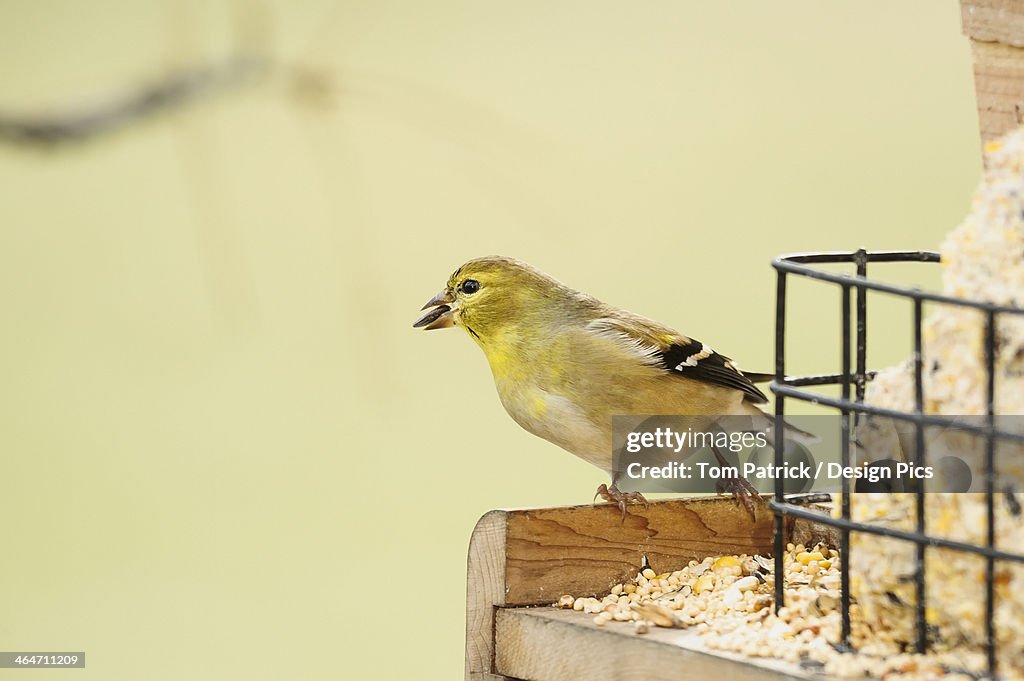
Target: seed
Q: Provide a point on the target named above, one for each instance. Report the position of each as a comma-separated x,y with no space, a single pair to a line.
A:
706,583
657,614
726,561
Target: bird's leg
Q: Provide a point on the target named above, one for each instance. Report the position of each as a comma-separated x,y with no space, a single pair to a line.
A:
613,496
737,485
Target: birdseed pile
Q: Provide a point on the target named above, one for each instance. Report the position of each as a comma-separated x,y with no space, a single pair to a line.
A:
729,601
982,259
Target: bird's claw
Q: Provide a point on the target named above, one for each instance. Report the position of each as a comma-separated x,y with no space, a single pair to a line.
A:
741,491
612,495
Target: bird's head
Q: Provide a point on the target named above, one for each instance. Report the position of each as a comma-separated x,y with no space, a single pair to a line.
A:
487,296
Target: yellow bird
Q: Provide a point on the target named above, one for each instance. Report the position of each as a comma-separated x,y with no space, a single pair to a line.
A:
564,363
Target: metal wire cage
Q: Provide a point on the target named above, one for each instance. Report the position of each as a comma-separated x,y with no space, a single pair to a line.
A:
852,380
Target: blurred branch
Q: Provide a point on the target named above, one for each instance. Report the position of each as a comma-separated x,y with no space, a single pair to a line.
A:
174,91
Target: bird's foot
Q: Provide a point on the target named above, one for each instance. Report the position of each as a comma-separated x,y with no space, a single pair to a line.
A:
741,491
613,496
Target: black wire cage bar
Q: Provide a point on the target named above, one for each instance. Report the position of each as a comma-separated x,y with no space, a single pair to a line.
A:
852,380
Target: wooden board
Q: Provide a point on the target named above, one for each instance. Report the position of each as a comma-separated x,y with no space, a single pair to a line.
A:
993,20
531,556
551,644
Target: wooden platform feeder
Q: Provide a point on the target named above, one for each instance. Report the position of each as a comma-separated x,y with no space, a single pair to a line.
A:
520,561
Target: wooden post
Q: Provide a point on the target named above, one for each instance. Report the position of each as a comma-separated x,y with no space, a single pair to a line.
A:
996,32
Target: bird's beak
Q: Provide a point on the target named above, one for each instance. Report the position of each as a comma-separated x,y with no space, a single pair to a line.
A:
440,313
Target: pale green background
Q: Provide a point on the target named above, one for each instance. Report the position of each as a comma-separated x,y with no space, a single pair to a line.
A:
225,454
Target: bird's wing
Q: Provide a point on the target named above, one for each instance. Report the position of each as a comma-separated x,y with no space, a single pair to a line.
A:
678,354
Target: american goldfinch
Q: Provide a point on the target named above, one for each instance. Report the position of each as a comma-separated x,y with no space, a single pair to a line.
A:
564,363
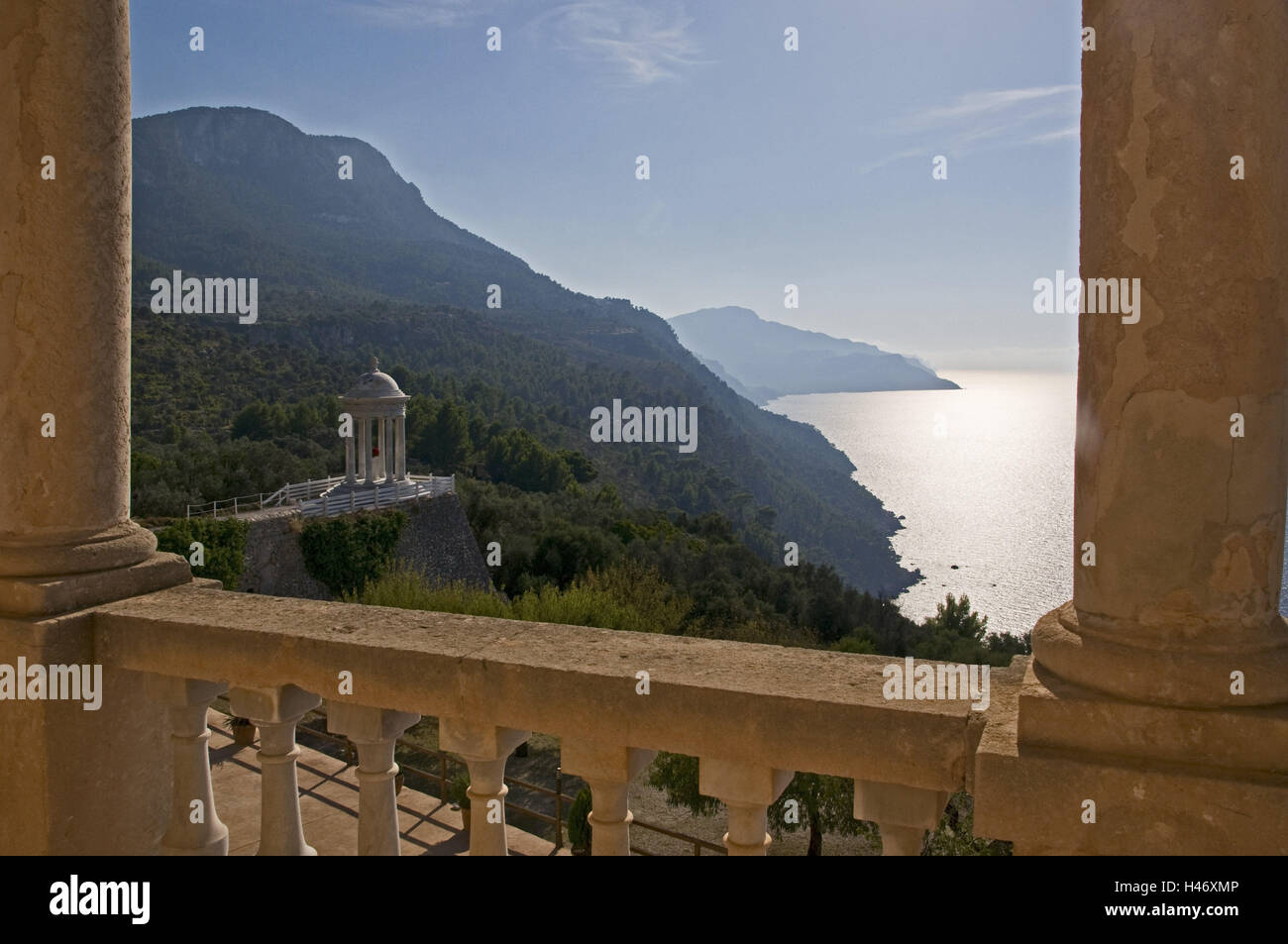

| AIM |
Extract each line of the records that contains the string "cage", copying every such line in full.

| OUTPUT OF THE EXERCISE |
Target: metal wire cage
Target: black wire cage bar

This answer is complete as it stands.